▸ **EXERCISE INSTRUCTIONS**
How many lines in the records below contain the word "metal"? Reply with the number only.

▸ **DATA EXCERPTS**
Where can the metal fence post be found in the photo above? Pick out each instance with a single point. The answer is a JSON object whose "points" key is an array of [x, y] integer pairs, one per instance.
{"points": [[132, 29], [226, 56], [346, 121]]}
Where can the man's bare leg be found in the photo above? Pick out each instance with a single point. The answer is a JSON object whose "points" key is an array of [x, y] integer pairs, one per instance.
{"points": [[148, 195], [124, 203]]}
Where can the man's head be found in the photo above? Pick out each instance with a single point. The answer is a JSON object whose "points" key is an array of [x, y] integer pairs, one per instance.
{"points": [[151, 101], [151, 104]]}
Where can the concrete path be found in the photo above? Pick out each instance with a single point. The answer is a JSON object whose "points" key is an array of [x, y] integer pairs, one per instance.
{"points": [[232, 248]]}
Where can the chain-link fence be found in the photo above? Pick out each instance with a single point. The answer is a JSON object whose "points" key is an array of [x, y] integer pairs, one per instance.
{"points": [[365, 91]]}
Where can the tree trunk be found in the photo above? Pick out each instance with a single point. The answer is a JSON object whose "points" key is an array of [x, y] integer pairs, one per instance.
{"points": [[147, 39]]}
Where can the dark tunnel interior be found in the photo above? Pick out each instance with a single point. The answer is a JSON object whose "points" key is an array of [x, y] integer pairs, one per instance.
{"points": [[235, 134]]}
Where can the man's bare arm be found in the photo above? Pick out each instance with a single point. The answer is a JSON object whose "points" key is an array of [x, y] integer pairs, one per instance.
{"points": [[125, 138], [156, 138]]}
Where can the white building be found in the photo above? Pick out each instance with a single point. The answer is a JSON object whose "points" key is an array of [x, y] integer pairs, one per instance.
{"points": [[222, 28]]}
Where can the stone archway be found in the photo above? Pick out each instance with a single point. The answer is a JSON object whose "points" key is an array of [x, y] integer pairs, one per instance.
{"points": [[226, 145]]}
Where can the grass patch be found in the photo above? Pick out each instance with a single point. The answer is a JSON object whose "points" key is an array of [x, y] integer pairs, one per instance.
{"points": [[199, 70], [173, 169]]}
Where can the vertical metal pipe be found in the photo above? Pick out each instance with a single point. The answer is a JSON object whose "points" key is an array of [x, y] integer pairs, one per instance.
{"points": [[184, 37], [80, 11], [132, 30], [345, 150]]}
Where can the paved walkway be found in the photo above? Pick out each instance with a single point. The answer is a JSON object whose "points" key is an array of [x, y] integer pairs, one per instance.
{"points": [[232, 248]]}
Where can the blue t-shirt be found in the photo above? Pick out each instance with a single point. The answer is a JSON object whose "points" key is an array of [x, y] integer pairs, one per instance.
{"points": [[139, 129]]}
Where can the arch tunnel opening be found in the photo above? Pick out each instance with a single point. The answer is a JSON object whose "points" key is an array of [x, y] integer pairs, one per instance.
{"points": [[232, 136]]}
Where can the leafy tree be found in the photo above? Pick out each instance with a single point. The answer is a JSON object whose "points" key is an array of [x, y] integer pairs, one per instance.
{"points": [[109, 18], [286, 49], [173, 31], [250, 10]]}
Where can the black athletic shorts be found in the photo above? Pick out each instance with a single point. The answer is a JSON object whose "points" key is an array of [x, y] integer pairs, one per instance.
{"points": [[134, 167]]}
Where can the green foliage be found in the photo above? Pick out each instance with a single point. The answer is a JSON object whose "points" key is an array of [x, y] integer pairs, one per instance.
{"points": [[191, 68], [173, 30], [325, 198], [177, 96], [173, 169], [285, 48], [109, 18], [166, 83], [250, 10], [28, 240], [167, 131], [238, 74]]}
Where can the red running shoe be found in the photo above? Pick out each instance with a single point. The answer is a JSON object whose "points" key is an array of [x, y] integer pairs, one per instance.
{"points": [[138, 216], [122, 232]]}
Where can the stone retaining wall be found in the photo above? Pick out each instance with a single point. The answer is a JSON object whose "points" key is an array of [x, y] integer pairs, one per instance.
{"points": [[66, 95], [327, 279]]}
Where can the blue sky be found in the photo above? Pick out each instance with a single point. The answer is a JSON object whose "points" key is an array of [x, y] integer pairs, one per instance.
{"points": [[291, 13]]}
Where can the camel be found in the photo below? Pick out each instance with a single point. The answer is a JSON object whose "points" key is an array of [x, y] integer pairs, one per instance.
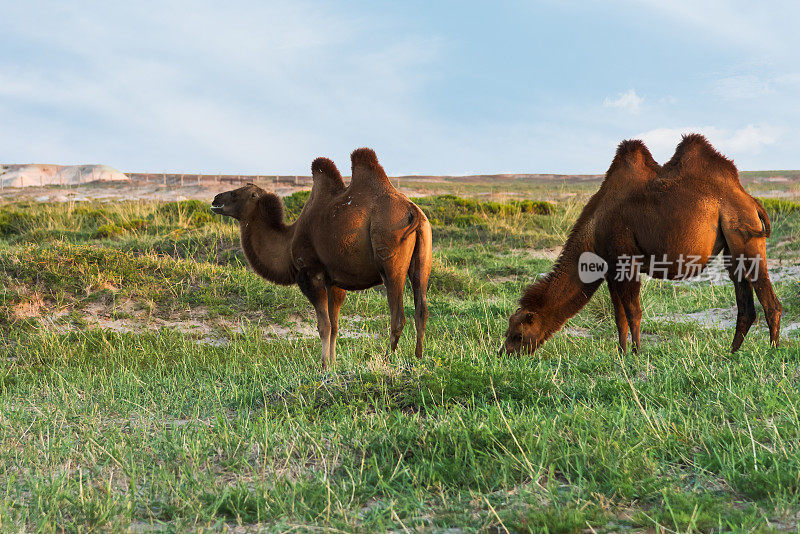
{"points": [[345, 238], [657, 220]]}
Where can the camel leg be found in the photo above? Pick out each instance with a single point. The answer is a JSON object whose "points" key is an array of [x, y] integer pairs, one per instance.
{"points": [[394, 293], [770, 303], [313, 287], [335, 299], [746, 308], [619, 317], [629, 295], [419, 271], [749, 262]]}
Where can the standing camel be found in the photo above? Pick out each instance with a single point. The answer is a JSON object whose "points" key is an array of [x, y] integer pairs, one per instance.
{"points": [[345, 238], [666, 222]]}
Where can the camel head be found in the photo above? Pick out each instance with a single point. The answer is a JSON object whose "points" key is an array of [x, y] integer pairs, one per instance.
{"points": [[525, 332], [238, 203]]}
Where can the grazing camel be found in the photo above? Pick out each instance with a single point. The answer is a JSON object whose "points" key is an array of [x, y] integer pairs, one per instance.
{"points": [[664, 221], [345, 238]]}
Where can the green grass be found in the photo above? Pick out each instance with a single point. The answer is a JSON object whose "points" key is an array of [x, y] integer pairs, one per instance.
{"points": [[158, 428]]}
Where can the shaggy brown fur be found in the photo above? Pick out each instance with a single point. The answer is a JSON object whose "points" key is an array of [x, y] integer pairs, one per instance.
{"points": [[646, 218], [344, 239], [324, 172]]}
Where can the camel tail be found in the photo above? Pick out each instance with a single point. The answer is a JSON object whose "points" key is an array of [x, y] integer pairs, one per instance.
{"points": [[762, 214]]}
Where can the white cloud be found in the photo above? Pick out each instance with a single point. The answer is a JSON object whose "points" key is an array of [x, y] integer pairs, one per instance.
{"points": [[750, 139], [197, 87], [628, 101]]}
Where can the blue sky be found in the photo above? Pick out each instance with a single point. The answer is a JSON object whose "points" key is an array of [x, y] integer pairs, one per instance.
{"points": [[435, 88]]}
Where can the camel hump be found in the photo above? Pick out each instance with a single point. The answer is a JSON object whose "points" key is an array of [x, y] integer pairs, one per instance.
{"points": [[327, 169], [695, 153], [366, 169], [634, 157]]}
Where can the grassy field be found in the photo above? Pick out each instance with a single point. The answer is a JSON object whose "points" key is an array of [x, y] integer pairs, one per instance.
{"points": [[150, 381]]}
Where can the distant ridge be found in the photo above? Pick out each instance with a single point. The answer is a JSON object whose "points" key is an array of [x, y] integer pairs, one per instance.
{"points": [[34, 174]]}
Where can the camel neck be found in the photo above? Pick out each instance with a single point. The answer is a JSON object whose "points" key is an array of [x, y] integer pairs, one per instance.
{"points": [[561, 294], [268, 249]]}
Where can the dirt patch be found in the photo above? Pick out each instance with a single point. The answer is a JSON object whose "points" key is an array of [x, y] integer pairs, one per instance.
{"points": [[126, 316], [29, 308]]}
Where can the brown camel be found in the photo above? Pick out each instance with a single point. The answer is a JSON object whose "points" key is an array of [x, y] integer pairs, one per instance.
{"points": [[664, 221], [345, 238]]}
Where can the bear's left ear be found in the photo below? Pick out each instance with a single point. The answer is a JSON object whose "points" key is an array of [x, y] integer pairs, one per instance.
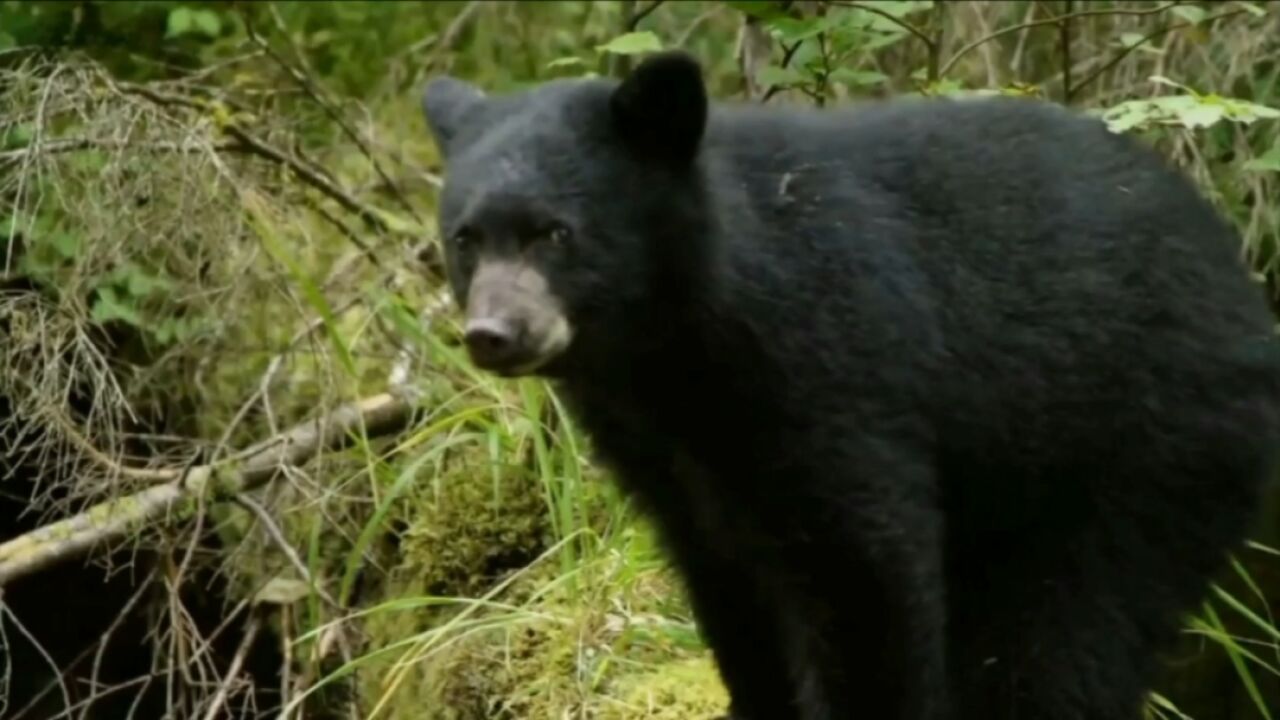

▸ **SOLVED EXERCISE**
2